*Requirements*. Turn every line of the items below into a JSON list of strings, one string per line, with blank lines left out. Leave the pictures out of your answer.

------ Input rows

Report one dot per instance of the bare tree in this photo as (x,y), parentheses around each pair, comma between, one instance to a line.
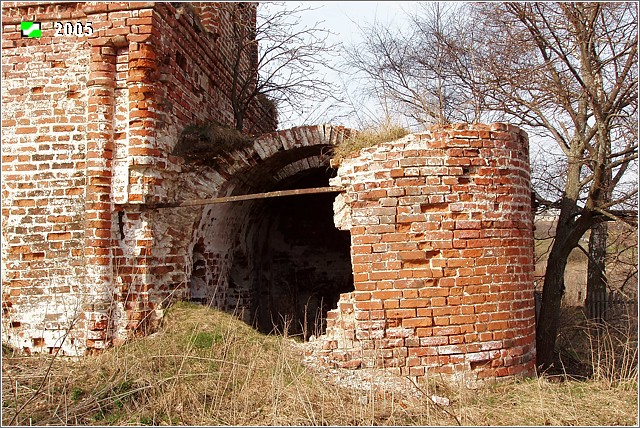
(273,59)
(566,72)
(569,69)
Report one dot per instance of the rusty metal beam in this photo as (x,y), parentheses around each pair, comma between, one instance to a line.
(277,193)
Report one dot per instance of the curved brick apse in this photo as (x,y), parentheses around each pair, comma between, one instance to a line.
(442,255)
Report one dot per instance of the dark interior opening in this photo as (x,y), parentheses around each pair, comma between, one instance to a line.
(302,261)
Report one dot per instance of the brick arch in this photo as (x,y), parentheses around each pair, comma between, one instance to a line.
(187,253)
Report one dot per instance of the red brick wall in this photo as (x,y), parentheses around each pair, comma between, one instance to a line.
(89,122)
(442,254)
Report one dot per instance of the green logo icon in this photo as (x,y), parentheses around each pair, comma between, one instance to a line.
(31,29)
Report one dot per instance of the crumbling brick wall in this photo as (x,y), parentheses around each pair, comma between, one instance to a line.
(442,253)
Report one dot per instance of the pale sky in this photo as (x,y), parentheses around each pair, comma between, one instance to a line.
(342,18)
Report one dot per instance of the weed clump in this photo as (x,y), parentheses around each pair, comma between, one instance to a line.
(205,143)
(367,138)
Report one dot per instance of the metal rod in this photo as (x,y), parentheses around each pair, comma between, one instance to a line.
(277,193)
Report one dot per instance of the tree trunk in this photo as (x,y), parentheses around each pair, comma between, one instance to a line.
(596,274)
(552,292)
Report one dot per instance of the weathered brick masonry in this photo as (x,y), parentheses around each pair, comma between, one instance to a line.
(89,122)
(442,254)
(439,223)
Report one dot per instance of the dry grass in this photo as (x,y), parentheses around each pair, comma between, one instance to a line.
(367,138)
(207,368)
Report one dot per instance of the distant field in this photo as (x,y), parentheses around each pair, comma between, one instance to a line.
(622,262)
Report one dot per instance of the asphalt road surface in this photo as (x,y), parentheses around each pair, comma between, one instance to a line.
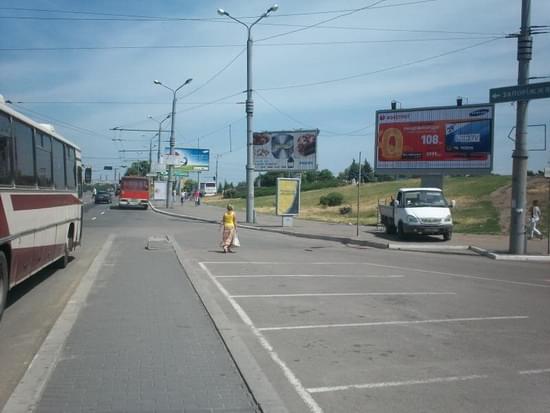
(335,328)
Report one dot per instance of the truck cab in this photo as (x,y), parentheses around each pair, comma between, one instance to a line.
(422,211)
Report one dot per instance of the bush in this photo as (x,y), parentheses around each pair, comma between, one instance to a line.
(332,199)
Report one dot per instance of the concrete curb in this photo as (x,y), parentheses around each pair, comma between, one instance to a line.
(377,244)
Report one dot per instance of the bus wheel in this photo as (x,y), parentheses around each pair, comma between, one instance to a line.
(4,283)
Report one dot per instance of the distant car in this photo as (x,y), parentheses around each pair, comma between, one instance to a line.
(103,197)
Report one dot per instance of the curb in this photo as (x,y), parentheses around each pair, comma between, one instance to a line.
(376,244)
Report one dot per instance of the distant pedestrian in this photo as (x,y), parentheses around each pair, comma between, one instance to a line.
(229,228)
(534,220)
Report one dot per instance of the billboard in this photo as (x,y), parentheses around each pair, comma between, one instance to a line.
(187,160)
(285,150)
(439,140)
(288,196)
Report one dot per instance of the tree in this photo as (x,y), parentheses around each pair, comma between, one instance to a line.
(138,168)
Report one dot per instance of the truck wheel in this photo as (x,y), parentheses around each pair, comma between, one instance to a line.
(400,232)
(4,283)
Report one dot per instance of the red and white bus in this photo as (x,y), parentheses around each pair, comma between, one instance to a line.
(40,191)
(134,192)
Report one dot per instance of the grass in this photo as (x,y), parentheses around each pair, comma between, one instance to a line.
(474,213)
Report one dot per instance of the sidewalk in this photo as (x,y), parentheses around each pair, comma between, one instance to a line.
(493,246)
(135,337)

------------

*Response*.
[
  "Report one dot per instance of the bare tree in this photo as (x,y), parentheses around each pair, comma between, one instance to a line.",
  "(273,59)",
  "(566,72)",
  "(569,69)",
  "Report one dot per instance of the rusty metal beam in this photo as (x,y), parentheses around each pair, comma between, one instance to a line.",
  "(277,193)",
  "Report one dot per instance of the curved brick apse in this photo as (x,y), parentheses around each pair, comma between, one instance to a line.",
  "(442,255)",
  "Report one dot per instance of the dark interior opening in this photo as (x,y), parentheses around each pair, comma between, one instance to a line.",
  "(302,261)",
  "Report one dot per instance of the brick arch in this photo as (x,y), parentheses around each pair, comma between, one instance to a line.",
  "(187,253)",
  "Report one dot per instance of the red brick wall in this photo as (x,y), parentheses around each pair, comma between, one instance to a line.",
  "(89,122)",
  "(442,254)",
  "Report one dot per instance of the green logo icon in this photo as (x,y), parentheses around each pair, comma between, one instance to a line.",
  "(31,29)",
  "Report one dot per instance of the crumbling brick wall in this photo as (x,y), parentheses around each pair, comma between, one instance to a line.",
  "(442,253)",
  "Report one dot per instance of the pale sky in this photo as (x,y), parentheses around each pair, comma between, one instance to a line.",
  "(342,18)",
  "Report one dot per instance of the weed clump in this photo as (x,y), parentheses around each pair, comma between, one instance to a line.",
  "(205,143)",
  "(367,138)",
  "Report one dot per instance of the metal rod in this photo as (x,y), parentheses around each pair, comma between, one instance to a line.",
  "(277,193)",
  "Report one dot per instance of the tree trunk in this photo as (x,y), parentheses around each pair, comma between, one instance to a line.",
  "(596,274)",
  "(552,292)",
  "Report one dot per instance of the weathered brick masonry in this photo as (x,y), parentheses around each pair, comma between, one instance to a line.",
  "(89,122)",
  "(442,254)",
  "(439,223)",
  "Report one dot per instance of the dry grass in this photo as (x,y), parentheses around each pair, comma between, one instance to a line.",
  "(367,138)",
  "(207,368)",
  "Report one dot per instance of the distant field in this photo as (x,y), parentheses around each pair, comma between, one instance to a line.",
  "(622,262)",
  "Report one dot per instance of the asphalt road surface in this photo as (x,y), parentheses around each pair, comma between, one instance to a line.",
  "(335,328)",
  "Report one dot per instance of the truck cab in this photo as (x,y), parentheses around each pair, comma between, one instance to a line.",
  "(422,211)",
  "Report one dot per instance of the bush in this photo as (x,y), parentheses around each pair, comma between, one instance to a line.",
  "(332,199)",
  "Report one dot per instance of the concrete curb in this photo as (x,y), parentheses around each pair, comma between, one instance to a line.",
  "(377,244)",
  "Report one dot per instance of the bus wheel in this photo as (x,y), parentheses around each pair, comma between, one instance to a line.",
  "(4,283)",
  "Report one dot per instance of the distant car in this photo as (x,y), parentheses around each pair, comma between, one instance to a line.",
  "(103,197)",
  "Report one dot per instance of the curb in this photo as (x,y), parentheses around each pair, comma between, one instance to a line.",
  "(376,244)",
  "Report one dot per instance of the distant pedestrian in this photo as (x,y), parentheses around each pair, comma between, one instance to a line.",
  "(229,228)",
  "(534,220)",
  "Report one dot per instance of the billboard in this photo as (x,y), parentheses around each pair, comma between, one instance to a line.",
  "(187,160)",
  "(285,150)",
  "(439,140)",
  "(288,196)",
  "Report one dot per instance of the tree in this photo as (x,y), parentheses around each pair, comma between, one instance to a line.",
  "(138,168)",
  "Report one dot per instance of the truck wheel in this photo as (x,y), parentheses around each pair, comma between, one instance to a line.",
  "(400,232)",
  "(4,283)",
  "Report one dot per instance of the red and white bus in this photo as (x,y), parentheses around each pair, comma between, one instance to a line.",
  "(40,191)",
  "(134,192)",
  "Report one dot per instance of the grass in this photo as (x,y), parentheses around each pair, comma between, one instance to a line.",
  "(474,213)",
  "Report one dot per instance of the sidewalk in this photo as (x,y), parentheses around each pair, comma between, one instance to a line.",
  "(493,246)",
  "(135,337)"
]